▶ _WHAT THE TASK REQUIRES_: Please reproduce every record, keeping each one exactly as written.

▶ _Coordinate annotation entries_:
======

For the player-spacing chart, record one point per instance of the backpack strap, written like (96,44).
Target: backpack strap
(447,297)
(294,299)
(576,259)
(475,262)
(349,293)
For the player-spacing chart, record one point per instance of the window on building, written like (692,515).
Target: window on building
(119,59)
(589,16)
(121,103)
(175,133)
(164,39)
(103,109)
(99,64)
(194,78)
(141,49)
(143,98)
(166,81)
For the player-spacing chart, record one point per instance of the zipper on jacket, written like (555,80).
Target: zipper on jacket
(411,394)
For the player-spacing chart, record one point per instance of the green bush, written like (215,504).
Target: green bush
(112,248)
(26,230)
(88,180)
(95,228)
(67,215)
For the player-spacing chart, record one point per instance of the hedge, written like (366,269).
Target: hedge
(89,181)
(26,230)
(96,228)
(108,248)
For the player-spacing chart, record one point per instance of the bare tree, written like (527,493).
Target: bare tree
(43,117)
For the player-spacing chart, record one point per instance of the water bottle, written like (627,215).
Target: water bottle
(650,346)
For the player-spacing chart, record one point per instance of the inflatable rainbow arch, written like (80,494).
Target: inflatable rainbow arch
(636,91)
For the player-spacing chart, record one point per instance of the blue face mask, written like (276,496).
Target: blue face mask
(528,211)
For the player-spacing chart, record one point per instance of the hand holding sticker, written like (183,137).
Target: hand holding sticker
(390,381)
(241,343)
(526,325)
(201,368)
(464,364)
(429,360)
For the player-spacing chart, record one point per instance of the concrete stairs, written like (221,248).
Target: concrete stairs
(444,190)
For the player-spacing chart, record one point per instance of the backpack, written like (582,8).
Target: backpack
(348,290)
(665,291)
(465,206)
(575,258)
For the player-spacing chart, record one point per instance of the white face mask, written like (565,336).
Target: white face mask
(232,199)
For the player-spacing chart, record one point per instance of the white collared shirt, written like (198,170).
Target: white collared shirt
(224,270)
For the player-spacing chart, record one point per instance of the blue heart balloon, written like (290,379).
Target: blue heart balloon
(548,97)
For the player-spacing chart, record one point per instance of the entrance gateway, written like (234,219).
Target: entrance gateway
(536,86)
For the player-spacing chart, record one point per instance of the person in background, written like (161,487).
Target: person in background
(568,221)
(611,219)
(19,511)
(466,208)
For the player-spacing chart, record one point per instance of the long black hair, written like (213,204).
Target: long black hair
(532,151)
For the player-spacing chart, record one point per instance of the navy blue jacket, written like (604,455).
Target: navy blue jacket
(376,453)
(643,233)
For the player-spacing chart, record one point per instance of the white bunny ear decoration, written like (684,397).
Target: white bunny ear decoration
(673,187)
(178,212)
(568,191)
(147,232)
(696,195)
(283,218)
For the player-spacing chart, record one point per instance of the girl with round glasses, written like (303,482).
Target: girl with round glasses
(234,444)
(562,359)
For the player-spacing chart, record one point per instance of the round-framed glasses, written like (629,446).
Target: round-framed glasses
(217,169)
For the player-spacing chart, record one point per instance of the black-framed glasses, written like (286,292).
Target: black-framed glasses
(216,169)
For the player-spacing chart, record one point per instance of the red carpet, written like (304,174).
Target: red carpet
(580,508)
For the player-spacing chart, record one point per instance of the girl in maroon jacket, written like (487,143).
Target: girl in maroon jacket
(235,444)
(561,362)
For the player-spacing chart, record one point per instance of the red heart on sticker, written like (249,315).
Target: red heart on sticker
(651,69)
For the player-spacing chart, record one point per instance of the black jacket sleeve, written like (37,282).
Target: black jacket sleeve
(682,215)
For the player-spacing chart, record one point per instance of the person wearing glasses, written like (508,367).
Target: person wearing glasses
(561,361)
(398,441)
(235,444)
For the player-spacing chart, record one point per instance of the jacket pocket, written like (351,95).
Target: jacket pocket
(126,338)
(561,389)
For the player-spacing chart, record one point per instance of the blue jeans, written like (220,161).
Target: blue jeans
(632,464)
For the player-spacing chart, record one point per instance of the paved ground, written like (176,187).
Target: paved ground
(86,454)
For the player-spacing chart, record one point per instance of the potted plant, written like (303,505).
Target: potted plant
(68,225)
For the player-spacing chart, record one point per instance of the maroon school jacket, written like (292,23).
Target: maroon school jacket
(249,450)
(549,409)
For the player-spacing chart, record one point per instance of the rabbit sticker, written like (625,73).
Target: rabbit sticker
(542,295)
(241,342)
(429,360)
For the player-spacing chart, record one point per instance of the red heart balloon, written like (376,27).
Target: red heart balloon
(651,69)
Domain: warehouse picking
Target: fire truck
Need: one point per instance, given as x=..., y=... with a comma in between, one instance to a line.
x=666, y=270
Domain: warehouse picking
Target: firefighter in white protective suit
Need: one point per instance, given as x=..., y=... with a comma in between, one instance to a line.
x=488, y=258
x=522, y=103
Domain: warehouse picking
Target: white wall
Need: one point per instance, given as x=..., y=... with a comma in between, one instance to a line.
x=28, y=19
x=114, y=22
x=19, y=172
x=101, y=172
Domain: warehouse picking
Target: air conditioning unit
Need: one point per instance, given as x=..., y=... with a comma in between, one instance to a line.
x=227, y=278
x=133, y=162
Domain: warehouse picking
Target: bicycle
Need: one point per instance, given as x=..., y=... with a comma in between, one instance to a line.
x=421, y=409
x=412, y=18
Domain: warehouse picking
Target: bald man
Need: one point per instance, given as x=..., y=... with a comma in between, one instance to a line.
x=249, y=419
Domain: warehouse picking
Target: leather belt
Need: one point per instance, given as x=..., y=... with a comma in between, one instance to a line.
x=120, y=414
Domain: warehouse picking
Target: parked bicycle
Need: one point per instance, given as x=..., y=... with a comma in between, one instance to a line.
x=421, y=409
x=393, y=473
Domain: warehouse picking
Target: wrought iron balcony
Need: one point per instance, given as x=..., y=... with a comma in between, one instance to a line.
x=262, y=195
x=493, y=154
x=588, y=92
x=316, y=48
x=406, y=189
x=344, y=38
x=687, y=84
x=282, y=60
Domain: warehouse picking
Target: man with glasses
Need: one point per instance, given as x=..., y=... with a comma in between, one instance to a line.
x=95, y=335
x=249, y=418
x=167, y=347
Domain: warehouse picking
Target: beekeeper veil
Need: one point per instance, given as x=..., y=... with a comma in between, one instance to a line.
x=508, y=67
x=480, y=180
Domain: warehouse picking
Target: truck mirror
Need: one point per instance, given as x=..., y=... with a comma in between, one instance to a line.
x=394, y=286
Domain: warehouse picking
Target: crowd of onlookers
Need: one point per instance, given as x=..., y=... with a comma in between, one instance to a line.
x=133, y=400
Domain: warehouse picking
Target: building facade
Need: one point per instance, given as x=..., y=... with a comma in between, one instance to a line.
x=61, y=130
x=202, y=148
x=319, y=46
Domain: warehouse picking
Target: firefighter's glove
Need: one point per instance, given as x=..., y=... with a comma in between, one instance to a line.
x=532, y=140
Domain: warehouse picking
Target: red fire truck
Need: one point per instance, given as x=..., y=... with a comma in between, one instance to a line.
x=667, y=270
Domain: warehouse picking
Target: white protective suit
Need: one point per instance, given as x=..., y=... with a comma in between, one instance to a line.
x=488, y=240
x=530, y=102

======

▶ _REPLY TO THE TASK_:
For the player-spacing chart, record one point per instance of the backpack strap, written like (96,44).
Target: backpack strap
(447,297)
(294,299)
(576,259)
(475,262)
(349,293)
For the player-spacing chart, record one point per instance of the window on building, written like (692,515).
Target: window on building
(119,59)
(589,16)
(121,103)
(175,133)
(164,39)
(103,109)
(99,64)
(194,78)
(141,49)
(143,98)
(166,81)
For the player-spacing chart, record one point per instance of the zipper on jacket, written like (555,80).
Target: zipper on jacket
(411,394)
For the player-spacing chart, record one point per instance of the green bush, written like (215,504).
Target: green bush
(112,248)
(26,230)
(88,180)
(95,228)
(67,215)
For the player-spacing chart, record one point per instance of the hedge, written like (366,269).
Target: hedge
(89,181)
(26,230)
(96,228)
(108,248)
For the player-spacing chart, record one point per instance of the bare tree, written like (527,493).
Target: bare tree
(43,117)
For the player-spacing chart, record one point per instance of the water bottle, written like (627,215).
Target: water bottle
(650,346)
For the player-spacing chart, record one point per instance of the inflatable rainbow arch, written like (80,494).
Target: inflatable rainbow arch
(636,91)
For the player-spacing chart, record one point per instance of the blue face mask, written like (276,496).
Target: blue face mask
(528,211)
For the player-spacing chart, record one point per instance of the hand holding sticker, written like (183,137).
Target: hand holding sticker
(390,381)
(241,343)
(526,325)
(201,368)
(464,364)
(429,360)
For the player-spacing chart, record one point per instance of the concrete stairs, written like (221,248).
Target: concrete stairs
(444,190)
For the player-spacing chart, record one point per instance of the backpack, written like (582,8).
Target: backpack
(348,290)
(665,291)
(465,206)
(575,258)
For the player-spacing chart, record one point per instance of the white face mask, written like (565,336).
Target: white face mask
(232,199)
For the player-spacing chart, record one point per instance of the white collared shirt, written like (198,170).
Target: white collared shirt
(224,270)
For the player-spacing chart, record one point per instance of the blue heart balloon, written like (290,379).
Target: blue heart balloon
(548,97)
For the player-spacing chart, record one point per instance of the entrance gateway, written like (234,219).
Target: entrance gateway
(536,86)
For the player-spacing chart, record one point per instance of the person in background, written like (161,487).
Target: person in background
(568,221)
(611,219)
(19,511)
(466,208)
For the player-spacing chart, record one point per instance of the long black hair, written like (213,204).
Target: long black hair
(532,151)
For the player-spacing chart, record one point per instance of the navy blue jacket, written like (604,455).
Target: navy blue jacket
(376,453)
(643,233)
For the player-spacing chart, record one point per instance of the white bunny ear decoration, written like (684,397).
Target: white bunny ear decoration
(673,187)
(178,212)
(568,191)
(147,232)
(696,195)
(283,218)
For the player-spacing chart, record one point per instance of the girl with round glasses, written like (303,482).
Target: girl with round glasses
(234,444)
(562,359)
For the player-spacing chart, record one point per instance of the round-framed glasses, written like (629,446).
Target: round-framed glasses
(217,169)
For the player-spacing chart, record one point per instance of the black-framed glasses, written like (286,292).
Target: black-framed glasses
(216,169)
For the player-spacing chart, record one point per instance of the red carpet, written like (304,174).
Target: red carpet
(580,508)
For the player-spacing chart, record one point per instance of the girl in maroon jacket, written like (487,143).
Target: girl in maroon jacket
(235,444)
(561,362)
For the player-spacing chart, record one point per instance of the red heart on sticker, written like (249,315).
Target: red heart on sticker
(651,69)
For the player-spacing chart, record one point per instance of the black jacket sleeve, written like (37,282).
Target: black jacket sleeve
(682,215)
For the player-spacing chart, record one point per instance of the person wearing glasses, written like (508,367).
Target: person wearing glasses
(561,361)
(398,441)
(235,444)
For the player-spacing chart, record one point per instance of the jacket pocket, written like (351,95).
Target: jacket pocket
(126,338)
(561,389)
For the player-spacing chart, record one point per instance of the blue jeans, written like (220,161).
Target: blue jeans
(632,464)
For the player-spacing chart, record one point per instance of the paved ground, written like (176,187).
Target: paved ground
(86,454)
For the player-spacing chart, record one point per instance of the potted plant, written like (303,505).
Target: potted plant
(68,225)
For the player-spacing chart, record one point per instance of the maroon school jacket, written like (292,23).
Target: maroon school jacket
(249,450)
(549,409)
For the player-spacing chart, record one point per instance of the rabbit sticker, written like (625,73).
Target: rabbit sticker
(542,295)
(241,342)
(429,360)
For the player-spacing chart, record one point per instance of the red heart balloon, written like (376,27).
Target: red heart balloon
(651,69)
Domain: warehouse picking
Target: fire truck
Need: one point per instance, given as x=..., y=... with a comma in between, one instance to a line.
x=666, y=270
Domain: warehouse picking
Target: firefighter in white protective suit
Need: one point per instance, given as x=..., y=... with a comma in between, one instance to a line.
x=488, y=258
x=522, y=103
Domain: warehouse picking
Target: white wall
Need: one point per instance, given as x=..., y=... with a comma in between, one instance to a line.
x=28, y=19
x=114, y=22
x=19, y=172
x=101, y=172
Domain: warehouse picking
Target: air conditioning unit
Need: one point per instance, given as x=..., y=... with a comma in between, one instance to a line.
x=227, y=278
x=133, y=162
Domain: warehouse picking
Target: bicycle
Need: one point per instance, given as x=..., y=... with a comma in between, one instance to a line.
x=421, y=409
x=412, y=18
Domain: warehouse picking
Target: bald man
Need: one point per instance, given as x=..., y=... with a comma in between, one instance to a line.
x=249, y=419
Domain: warehouse picking
Target: leather belt
Need: one point per instance, given as x=..., y=... with a comma in between, one instance to a line.
x=120, y=414
Domain: warehouse picking
Target: parked bicycle
Need: one point per instance, given as x=..., y=... with a comma in between, one instance to a line.
x=421, y=409
x=393, y=473
Domain: warehouse picking
Target: wrought iron balcony
Need: one point per instance, given as x=..., y=... with a comma in between, one instance to a line.
x=262, y=195
x=493, y=154
x=588, y=92
x=316, y=48
x=406, y=189
x=344, y=38
x=687, y=84
x=282, y=60
Domain: warehouse picking
Target: man with glasses
Need: one point per instance, given as x=..., y=... with a comma in between, one instance to a line.
x=95, y=335
x=249, y=418
x=167, y=347
Domain: warehouse picking
Target: beekeeper veil
Need: one point per instance, given as x=..., y=... with a comma in between, one instance to a line.
x=508, y=67
x=480, y=180
Domain: warehouse picking
Target: truck mirror
Need: one point per instance, given as x=..., y=... with a comma in between, one instance to a line.
x=394, y=286
Domain: warehouse picking
Target: crowd of onlookers
Need: one point per instance, given as x=..., y=... with a comma in between, one instance to a line.
x=133, y=400
Domain: warehouse picking
Target: building facade
Need: one point per instance, given as x=..., y=... with a comma in between, one instance to a line.
x=61, y=130
x=202, y=148
x=319, y=46
Domain: warehouse picking
Target: firefighter's glove
Need: one point per instance, given as x=..., y=... with a comma in between, one instance to a line.
x=532, y=140
Domain: warehouse picking
Target: red fire truck
Need: one point per instance, given as x=..., y=... with a comma in between, one instance to a line.
x=667, y=270
Domain: warehouse picking
Target: white protective suit
Need: one point per instance, given as x=..., y=... with a comma in between, one instance to a line.
x=488, y=240
x=530, y=102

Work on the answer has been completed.